[Data provided Boundary: Start]
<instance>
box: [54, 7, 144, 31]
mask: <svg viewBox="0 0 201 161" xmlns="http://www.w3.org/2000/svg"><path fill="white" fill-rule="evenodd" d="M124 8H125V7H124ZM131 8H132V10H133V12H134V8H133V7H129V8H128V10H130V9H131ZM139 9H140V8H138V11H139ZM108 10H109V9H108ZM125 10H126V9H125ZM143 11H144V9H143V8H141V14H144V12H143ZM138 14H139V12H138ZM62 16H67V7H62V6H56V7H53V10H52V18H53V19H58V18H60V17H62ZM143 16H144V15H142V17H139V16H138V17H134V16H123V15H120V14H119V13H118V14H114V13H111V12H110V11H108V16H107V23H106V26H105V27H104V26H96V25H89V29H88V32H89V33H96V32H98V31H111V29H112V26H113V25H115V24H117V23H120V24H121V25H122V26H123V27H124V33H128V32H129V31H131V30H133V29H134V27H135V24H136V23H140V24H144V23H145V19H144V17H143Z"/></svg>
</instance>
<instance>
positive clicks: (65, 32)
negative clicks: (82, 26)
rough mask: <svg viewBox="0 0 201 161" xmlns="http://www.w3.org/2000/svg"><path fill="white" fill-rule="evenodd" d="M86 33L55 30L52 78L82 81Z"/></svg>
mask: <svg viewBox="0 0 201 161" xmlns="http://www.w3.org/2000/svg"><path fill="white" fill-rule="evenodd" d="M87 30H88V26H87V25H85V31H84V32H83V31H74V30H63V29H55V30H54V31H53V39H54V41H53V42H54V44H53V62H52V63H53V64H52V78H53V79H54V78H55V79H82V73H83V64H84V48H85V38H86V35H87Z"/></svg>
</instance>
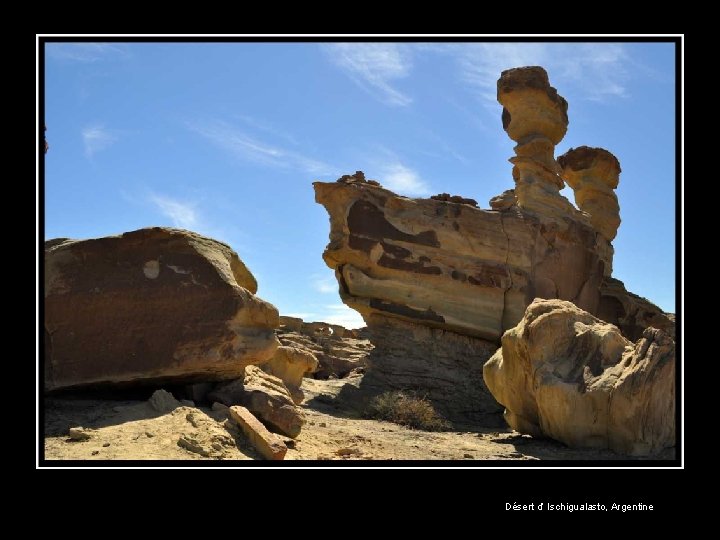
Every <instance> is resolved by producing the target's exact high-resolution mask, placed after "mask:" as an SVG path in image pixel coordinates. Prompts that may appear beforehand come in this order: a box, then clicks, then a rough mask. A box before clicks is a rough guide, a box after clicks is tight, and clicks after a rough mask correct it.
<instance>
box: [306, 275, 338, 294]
mask: <svg viewBox="0 0 720 540" xmlns="http://www.w3.org/2000/svg"><path fill="white" fill-rule="evenodd" d="M311 281H312V286H313V288H314V289H315V290H316V291H318V292H320V293H322V294H333V293H334V294H337V292H338V284H337V281H336V280H335V277H334V276H320V275H317V274H315V275H313V276H311Z"/></svg>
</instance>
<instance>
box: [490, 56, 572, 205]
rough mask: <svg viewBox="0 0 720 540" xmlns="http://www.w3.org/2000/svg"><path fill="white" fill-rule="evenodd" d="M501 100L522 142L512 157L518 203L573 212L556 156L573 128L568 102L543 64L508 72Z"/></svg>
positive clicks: (500, 81)
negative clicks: (555, 157)
mask: <svg viewBox="0 0 720 540" xmlns="http://www.w3.org/2000/svg"><path fill="white" fill-rule="evenodd" d="M497 99H498V101H499V102H500V103H501V104H502V106H503V113H502V121H503V128H504V129H505V131H507V133H508V136H509V137H510V138H511V139H512V140H514V141H515V142H517V143H518V144H517V146H516V147H515V154H516V155H515V157H512V158H510V162H511V163H512V164H513V165H514V167H513V179H514V180H515V184H516V187H515V193H516V195H517V201H518V206H520V207H522V208H524V209H526V210H531V211H533V212H536V213H538V214H540V215H542V216H545V217H548V216H564V215H572V214H573V210H574V209H573V207H572V205H571V204H570V202H569V201H568V200H567V199H565V198H564V197H563V196H562V195H560V189H562V188H563V186H564V184H563V181H562V179H561V178H560V176H559V175H558V172H559V168H558V165H557V162H556V161H555V158H554V151H555V145H556V144H558V143H559V142H560V141H561V140H562V138H563V137H564V136H565V132H566V131H567V126H568V117H567V101H565V99H564V98H563V97H562V96H560V95H559V94H558V93H557V90H556V89H555V88H553V87H552V86H550V82H549V80H548V76H547V73H546V72H545V70H544V69H543V68H541V67H539V66H530V67H521V68H514V69H508V70H506V71H503V72H502V74H501V76H500V79H499V80H498V83H497Z"/></svg>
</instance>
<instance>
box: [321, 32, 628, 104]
mask: <svg viewBox="0 0 720 540" xmlns="http://www.w3.org/2000/svg"><path fill="white" fill-rule="evenodd" d="M323 47H324V50H325V52H326V53H327V55H328V57H329V58H330V60H331V61H332V62H333V63H334V64H335V65H336V66H338V67H339V68H341V69H342V70H343V71H344V72H345V73H346V74H347V75H348V76H349V77H350V78H351V79H352V80H353V81H354V82H355V83H356V84H357V85H358V86H360V87H361V88H363V89H364V90H366V91H367V92H368V93H370V94H372V95H374V96H375V97H376V98H377V99H379V100H380V101H382V102H384V103H386V104H388V105H396V106H407V105H410V104H411V103H412V98H411V97H410V96H408V95H406V94H405V93H403V92H401V91H400V90H398V89H397V88H396V86H395V83H396V81H398V80H400V79H404V78H407V77H409V76H410V75H411V74H412V71H413V59H414V58H415V57H417V56H419V55H423V54H434V55H441V56H442V55H444V56H446V57H447V58H448V59H449V60H450V66H449V71H450V72H452V71H454V72H455V76H456V77H459V80H460V81H461V82H462V83H464V84H465V85H466V86H467V87H468V88H469V89H470V90H471V91H473V92H474V93H475V94H476V95H477V96H478V97H480V98H481V99H482V100H483V101H484V102H485V103H487V104H493V105H495V104H496V85H497V79H498V77H499V76H500V73H501V72H502V71H504V70H506V69H510V68H513V67H520V66H537V65H540V66H543V67H545V68H546V69H547V71H548V72H549V73H550V76H551V80H552V81H553V83H554V84H556V85H564V86H566V87H567V88H568V89H571V90H572V91H573V92H575V93H576V94H577V97H579V98H581V99H589V100H594V101H604V100H607V99H609V98H617V97H624V96H625V95H627V88H626V84H627V79H628V75H629V70H628V65H629V64H630V61H631V60H630V58H629V55H628V53H627V51H626V49H625V47H624V46H623V45H622V44H620V43H577V44H568V43H463V44H454V43H448V44H422V43H421V44H397V43H337V44H332V45H324V46H323Z"/></svg>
[Data provided Boundary: End]
Task item: After locating the line that contains "negative clicks: (82, 26)", please copy exactly every line from the start of the records through it, and nothing else.

Task response:
<instance>
box: [54, 7, 144, 31]
mask: <svg viewBox="0 0 201 161" xmlns="http://www.w3.org/2000/svg"><path fill="white" fill-rule="evenodd" d="M124 8H125V7H124ZM131 8H132V10H133V12H134V8H133V7H129V8H128V10H130V9H131ZM139 9H140V8H138V11H139ZM108 10H109V9H108ZM125 10H126V9H125ZM143 11H144V9H143V8H141V14H144V12H143ZM138 14H139V12H138ZM62 16H67V7H62V6H56V7H53V10H52V18H53V19H58V18H60V17H62ZM143 16H144V15H142V17H139V16H138V17H134V16H123V15H120V14H119V13H118V14H114V13H111V12H110V11H108V16H107V23H106V26H105V27H104V26H96V25H89V29H88V32H89V33H96V32H98V31H111V29H112V26H113V25H115V24H117V23H120V24H121V25H122V26H123V27H124V33H128V32H129V31H131V30H133V29H134V27H135V24H136V23H140V24H144V23H145V19H144V17H143Z"/></svg>
</instance>
<instance>
positive clicks: (65, 32)
negative clicks: (82, 26)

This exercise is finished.